- WHAT TO WORK ON
All lines in the data bearing the string "pole" should be identified and copied.

[[ GIVEN RECORDS open ]]

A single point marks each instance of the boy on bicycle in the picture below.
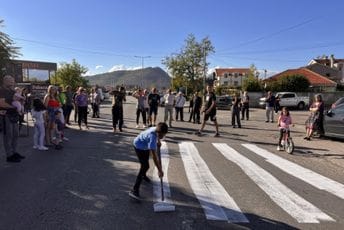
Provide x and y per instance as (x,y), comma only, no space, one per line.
(284,120)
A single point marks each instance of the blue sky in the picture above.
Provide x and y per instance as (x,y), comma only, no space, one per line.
(107,35)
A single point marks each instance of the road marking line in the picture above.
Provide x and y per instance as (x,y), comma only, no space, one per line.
(165,160)
(214,199)
(302,210)
(307,175)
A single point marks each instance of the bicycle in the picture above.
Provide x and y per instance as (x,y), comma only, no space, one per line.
(287,142)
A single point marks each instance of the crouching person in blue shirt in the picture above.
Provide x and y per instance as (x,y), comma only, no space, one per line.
(148,142)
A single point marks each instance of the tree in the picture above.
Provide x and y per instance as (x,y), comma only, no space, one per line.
(188,67)
(70,74)
(7,49)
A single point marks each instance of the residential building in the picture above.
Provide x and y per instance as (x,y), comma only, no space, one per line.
(318,83)
(331,68)
(231,77)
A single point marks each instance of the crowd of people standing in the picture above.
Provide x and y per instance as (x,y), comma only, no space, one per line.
(52,114)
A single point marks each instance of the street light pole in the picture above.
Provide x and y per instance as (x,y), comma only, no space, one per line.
(142,64)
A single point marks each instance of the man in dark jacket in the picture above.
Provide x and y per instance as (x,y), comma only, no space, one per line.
(9,119)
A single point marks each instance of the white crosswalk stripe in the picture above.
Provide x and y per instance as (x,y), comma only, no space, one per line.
(300,172)
(219,205)
(216,202)
(165,161)
(293,204)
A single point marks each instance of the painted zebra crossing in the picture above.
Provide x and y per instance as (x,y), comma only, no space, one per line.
(217,202)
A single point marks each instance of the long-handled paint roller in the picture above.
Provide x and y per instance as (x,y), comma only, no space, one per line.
(162,206)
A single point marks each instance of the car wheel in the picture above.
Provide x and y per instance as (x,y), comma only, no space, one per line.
(301,106)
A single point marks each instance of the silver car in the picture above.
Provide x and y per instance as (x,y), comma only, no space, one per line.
(334,122)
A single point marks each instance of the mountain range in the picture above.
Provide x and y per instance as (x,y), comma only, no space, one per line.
(144,78)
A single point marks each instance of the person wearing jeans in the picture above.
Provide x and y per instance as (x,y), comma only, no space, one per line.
(270,105)
(169,104)
(146,143)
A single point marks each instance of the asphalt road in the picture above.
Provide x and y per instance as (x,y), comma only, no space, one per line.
(85,185)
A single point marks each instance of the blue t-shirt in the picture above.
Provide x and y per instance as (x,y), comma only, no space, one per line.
(146,140)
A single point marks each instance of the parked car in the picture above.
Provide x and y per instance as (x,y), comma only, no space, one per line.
(288,99)
(224,102)
(106,95)
(334,122)
(338,102)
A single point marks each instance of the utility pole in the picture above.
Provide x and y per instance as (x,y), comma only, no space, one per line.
(204,72)
(142,64)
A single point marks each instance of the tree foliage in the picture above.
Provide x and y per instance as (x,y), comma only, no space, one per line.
(70,74)
(7,49)
(188,67)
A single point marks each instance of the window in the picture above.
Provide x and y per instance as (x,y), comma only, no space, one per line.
(288,95)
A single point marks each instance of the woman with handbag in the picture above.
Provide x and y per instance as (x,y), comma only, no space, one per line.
(315,119)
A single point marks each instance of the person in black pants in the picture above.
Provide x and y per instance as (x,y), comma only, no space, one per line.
(148,142)
(236,112)
(197,104)
(117,108)
(245,101)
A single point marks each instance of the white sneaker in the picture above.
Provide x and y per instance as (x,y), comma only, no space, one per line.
(43,148)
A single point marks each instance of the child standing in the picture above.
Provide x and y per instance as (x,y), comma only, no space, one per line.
(236,112)
(38,114)
(148,142)
(284,121)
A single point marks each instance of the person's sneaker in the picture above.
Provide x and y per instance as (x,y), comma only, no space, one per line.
(135,195)
(58,147)
(17,155)
(43,148)
(146,178)
(12,159)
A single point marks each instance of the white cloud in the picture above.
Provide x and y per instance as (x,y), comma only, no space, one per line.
(123,67)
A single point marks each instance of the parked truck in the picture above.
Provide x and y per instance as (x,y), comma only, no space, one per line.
(289,99)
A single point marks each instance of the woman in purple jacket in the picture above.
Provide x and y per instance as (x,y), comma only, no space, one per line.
(81,101)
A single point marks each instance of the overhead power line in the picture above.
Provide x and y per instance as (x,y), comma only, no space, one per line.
(270,35)
(287,49)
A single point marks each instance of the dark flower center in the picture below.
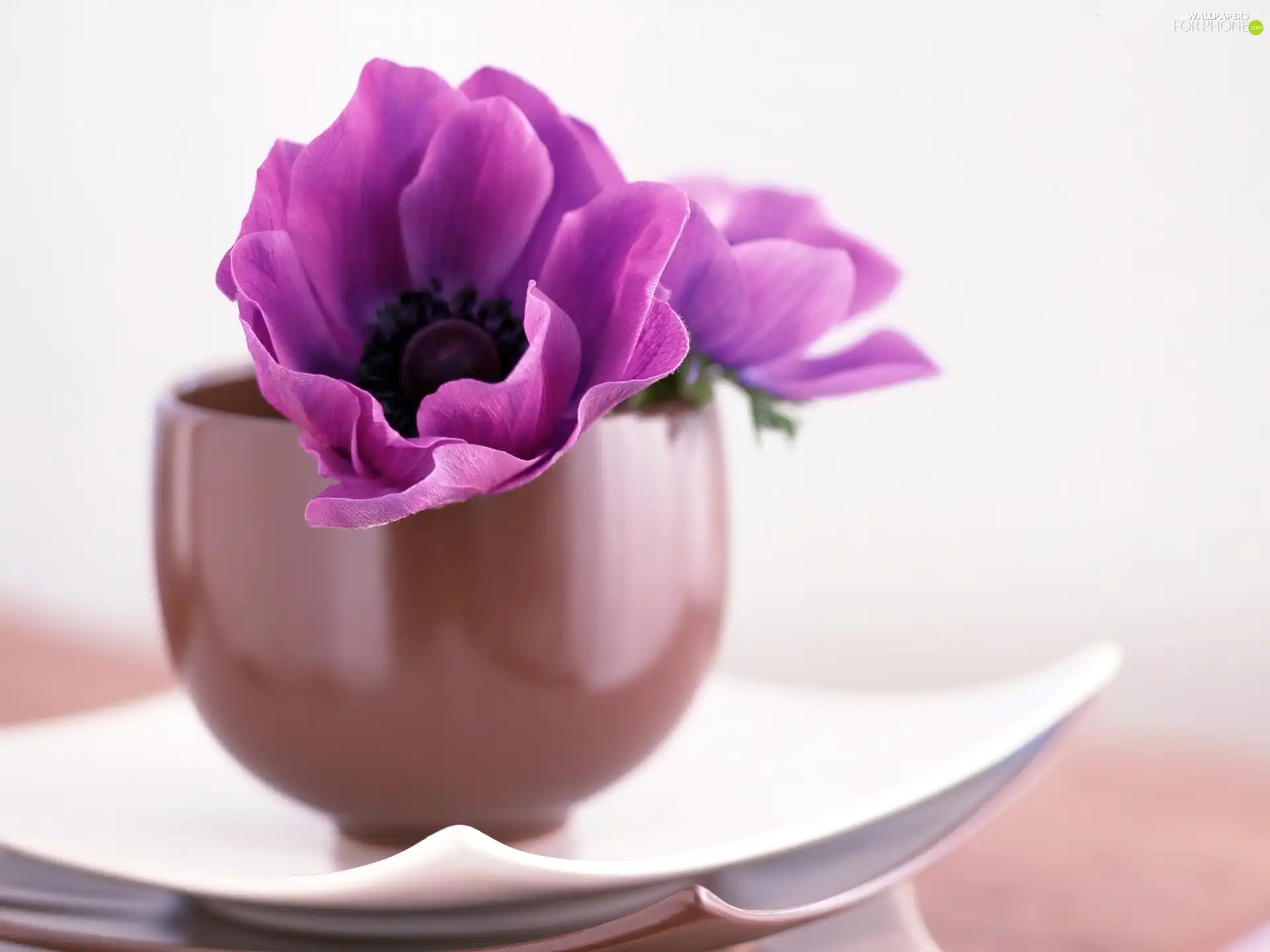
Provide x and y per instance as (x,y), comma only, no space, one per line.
(425,340)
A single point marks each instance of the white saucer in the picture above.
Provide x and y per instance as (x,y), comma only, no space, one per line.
(143,793)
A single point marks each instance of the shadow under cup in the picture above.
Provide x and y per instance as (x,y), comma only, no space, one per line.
(488,663)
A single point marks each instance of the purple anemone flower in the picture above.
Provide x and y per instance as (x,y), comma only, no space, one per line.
(760,276)
(446,287)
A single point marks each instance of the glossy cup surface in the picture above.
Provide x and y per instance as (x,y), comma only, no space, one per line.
(489,663)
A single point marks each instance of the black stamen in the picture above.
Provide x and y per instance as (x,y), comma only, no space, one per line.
(437,354)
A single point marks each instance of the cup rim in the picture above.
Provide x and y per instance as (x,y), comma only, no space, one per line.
(175,397)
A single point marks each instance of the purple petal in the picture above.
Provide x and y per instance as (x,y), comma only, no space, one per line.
(342,426)
(520,414)
(346,186)
(796,294)
(605,266)
(876,276)
(267,273)
(609,175)
(269,208)
(766,214)
(716,197)
(577,179)
(705,286)
(466,216)
(662,348)
(880,360)
(752,214)
(459,471)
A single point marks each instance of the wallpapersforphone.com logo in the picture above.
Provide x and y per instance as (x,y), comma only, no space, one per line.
(1202,22)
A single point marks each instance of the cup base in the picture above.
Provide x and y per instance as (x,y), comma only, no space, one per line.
(515,830)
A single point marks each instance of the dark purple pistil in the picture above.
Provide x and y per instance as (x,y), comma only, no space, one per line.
(448,349)
(425,340)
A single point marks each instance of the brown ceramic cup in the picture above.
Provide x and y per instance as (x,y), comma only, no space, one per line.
(489,663)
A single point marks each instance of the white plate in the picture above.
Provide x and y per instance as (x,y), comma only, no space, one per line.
(144,793)
(860,862)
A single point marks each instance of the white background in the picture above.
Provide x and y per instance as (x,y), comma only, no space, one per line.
(1078,193)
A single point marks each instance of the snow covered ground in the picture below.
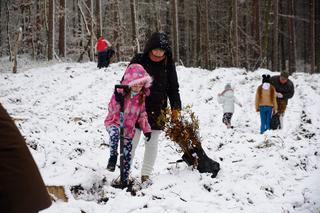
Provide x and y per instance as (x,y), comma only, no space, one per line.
(60,110)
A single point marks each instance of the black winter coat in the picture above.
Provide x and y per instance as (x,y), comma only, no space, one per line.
(165,81)
(21,187)
(287,89)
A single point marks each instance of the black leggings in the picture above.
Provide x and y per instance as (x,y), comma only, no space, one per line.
(226,119)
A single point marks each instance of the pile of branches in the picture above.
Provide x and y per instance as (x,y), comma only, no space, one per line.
(184,131)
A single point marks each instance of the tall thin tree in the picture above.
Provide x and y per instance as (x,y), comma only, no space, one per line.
(62,28)
(275,42)
(312,36)
(292,37)
(175,30)
(234,34)
(135,40)
(51,29)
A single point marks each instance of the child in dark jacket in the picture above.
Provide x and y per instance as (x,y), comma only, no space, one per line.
(139,82)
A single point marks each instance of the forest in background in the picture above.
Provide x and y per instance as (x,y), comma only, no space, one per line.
(273,34)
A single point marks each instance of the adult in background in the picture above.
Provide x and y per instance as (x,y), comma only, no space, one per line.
(104,52)
(21,187)
(158,62)
(284,91)
(266,102)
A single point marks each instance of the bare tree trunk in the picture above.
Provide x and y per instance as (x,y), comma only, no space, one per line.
(292,38)
(275,42)
(98,18)
(51,29)
(62,29)
(205,33)
(282,37)
(235,38)
(175,30)
(135,40)
(317,35)
(15,51)
(91,30)
(266,42)
(312,36)
(116,32)
(197,36)
(257,52)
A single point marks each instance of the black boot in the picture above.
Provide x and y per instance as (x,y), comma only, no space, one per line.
(112,163)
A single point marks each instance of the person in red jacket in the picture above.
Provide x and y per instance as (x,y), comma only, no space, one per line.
(104,52)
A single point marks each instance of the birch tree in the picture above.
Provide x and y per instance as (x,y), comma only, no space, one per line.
(51,29)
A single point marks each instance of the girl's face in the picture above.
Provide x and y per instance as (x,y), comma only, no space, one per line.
(136,88)
(158,52)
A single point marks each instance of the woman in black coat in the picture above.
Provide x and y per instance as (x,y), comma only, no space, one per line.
(21,187)
(158,62)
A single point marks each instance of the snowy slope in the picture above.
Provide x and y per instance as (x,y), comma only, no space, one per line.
(60,110)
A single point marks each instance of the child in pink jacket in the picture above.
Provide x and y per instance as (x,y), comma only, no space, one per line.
(139,83)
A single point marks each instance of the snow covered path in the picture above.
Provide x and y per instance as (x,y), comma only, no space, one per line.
(60,110)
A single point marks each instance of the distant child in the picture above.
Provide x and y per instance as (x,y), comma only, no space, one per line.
(139,82)
(227,99)
(266,102)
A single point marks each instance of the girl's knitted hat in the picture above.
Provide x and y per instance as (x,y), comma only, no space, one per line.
(227,86)
(135,74)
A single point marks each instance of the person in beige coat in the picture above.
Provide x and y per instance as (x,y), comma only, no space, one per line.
(21,187)
(266,102)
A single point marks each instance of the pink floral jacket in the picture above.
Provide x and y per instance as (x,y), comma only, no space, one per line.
(133,112)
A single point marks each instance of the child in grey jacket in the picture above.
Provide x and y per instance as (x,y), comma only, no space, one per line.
(227,99)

[[ GIVEN RECORDS closed ]]

- OUTPUT FOR THIS EXERCISE
A single point marks each instance of the street light pole in the picture above.
A single point marks each instance of the utility pole in the picture above.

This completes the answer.